According to the St. Patrick's Day text below, who started the online group for women that the writer runs?

* **TEXT SHOWN**:
_ _ _ _

When I was a kid, we wore green on St Patrick's day and ate corned beef. That's it. There were no leprechaun traps, green milk-covered Lucky Charms, or piles of golden chocolate coins to be found at the end of a glitter-dusted rainbow. You wore green so that you didn't get pinched and maybe, if lucky, colored a four-leaf clover color-by-number worksheet at school. Then you went home—The End. Mom was not up until four in the morning, hanging rainbows, setting leprechaun traps, or coloring your milk green. And that was okay because you enjoyed not getting pinched and color-by-number worksheets. But I digress.

I am blessed to run an online group for women where we talk about sex and all kinds of scandalous things. The group was started by a dear friend, Emily Dixon, after she wrote a revolutionary book, Scandalous: Things Good Christian Girls Don't Talk About -But Probably Should (you can find the book 
here). If you are a woman and want an incredible, supportive group of hundreds of women, you should check us out on Facebook (sorry, guys, this is a women-only group). However, the group can get pretty Scandalous at times. So be forewarned.

_ _ _ _

* **GIVEN RECORDS**:
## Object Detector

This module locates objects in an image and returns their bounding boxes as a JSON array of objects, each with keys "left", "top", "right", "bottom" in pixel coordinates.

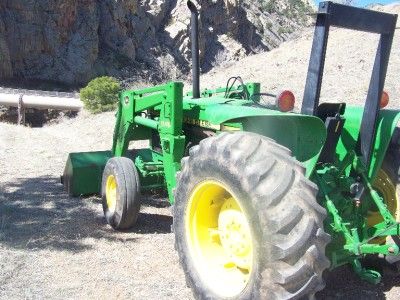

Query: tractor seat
[{"left": 317, "top": 103, "right": 346, "bottom": 163}]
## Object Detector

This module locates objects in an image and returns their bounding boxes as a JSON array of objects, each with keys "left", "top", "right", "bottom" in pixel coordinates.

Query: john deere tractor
[{"left": 62, "top": 1, "right": 400, "bottom": 299}]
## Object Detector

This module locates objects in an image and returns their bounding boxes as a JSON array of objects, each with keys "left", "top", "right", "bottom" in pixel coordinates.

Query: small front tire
[{"left": 101, "top": 157, "right": 140, "bottom": 229}]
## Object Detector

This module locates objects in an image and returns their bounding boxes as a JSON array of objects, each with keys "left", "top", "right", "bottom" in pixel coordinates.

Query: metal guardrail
[{"left": 0, "top": 87, "right": 79, "bottom": 99}]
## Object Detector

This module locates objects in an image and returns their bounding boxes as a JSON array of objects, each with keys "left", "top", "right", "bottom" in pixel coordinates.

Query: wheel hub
[
  {"left": 186, "top": 180, "right": 254, "bottom": 298},
  {"left": 218, "top": 198, "right": 252, "bottom": 269}
]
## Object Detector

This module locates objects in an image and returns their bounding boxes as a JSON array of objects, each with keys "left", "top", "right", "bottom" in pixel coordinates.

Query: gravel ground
[{"left": 0, "top": 2, "right": 400, "bottom": 299}]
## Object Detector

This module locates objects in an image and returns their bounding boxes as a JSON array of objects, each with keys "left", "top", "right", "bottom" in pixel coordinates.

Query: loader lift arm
[{"left": 112, "top": 82, "right": 185, "bottom": 199}]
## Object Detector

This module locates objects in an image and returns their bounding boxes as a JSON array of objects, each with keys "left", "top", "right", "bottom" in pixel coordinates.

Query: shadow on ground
[
  {"left": 0, "top": 176, "right": 172, "bottom": 252},
  {"left": 316, "top": 259, "right": 400, "bottom": 300}
]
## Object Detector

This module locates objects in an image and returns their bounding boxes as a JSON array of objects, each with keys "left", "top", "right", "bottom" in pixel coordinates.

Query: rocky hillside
[{"left": 0, "top": 0, "right": 311, "bottom": 85}]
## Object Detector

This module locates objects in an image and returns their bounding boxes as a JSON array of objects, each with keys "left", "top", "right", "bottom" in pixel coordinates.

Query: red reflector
[
  {"left": 276, "top": 91, "right": 296, "bottom": 112},
  {"left": 380, "top": 91, "right": 389, "bottom": 108}
]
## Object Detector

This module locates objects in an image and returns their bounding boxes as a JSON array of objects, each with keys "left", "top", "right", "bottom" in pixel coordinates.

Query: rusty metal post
[{"left": 17, "top": 94, "right": 25, "bottom": 125}]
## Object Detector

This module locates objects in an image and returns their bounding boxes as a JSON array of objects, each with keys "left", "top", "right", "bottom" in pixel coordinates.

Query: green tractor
[{"left": 62, "top": 1, "right": 400, "bottom": 299}]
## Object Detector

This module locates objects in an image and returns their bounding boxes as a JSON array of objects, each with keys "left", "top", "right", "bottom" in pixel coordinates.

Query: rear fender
[
  {"left": 337, "top": 106, "right": 400, "bottom": 180},
  {"left": 237, "top": 114, "right": 326, "bottom": 177}
]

_ _ _ _

* **EXPECTED OUTPUT**: Emily Dixon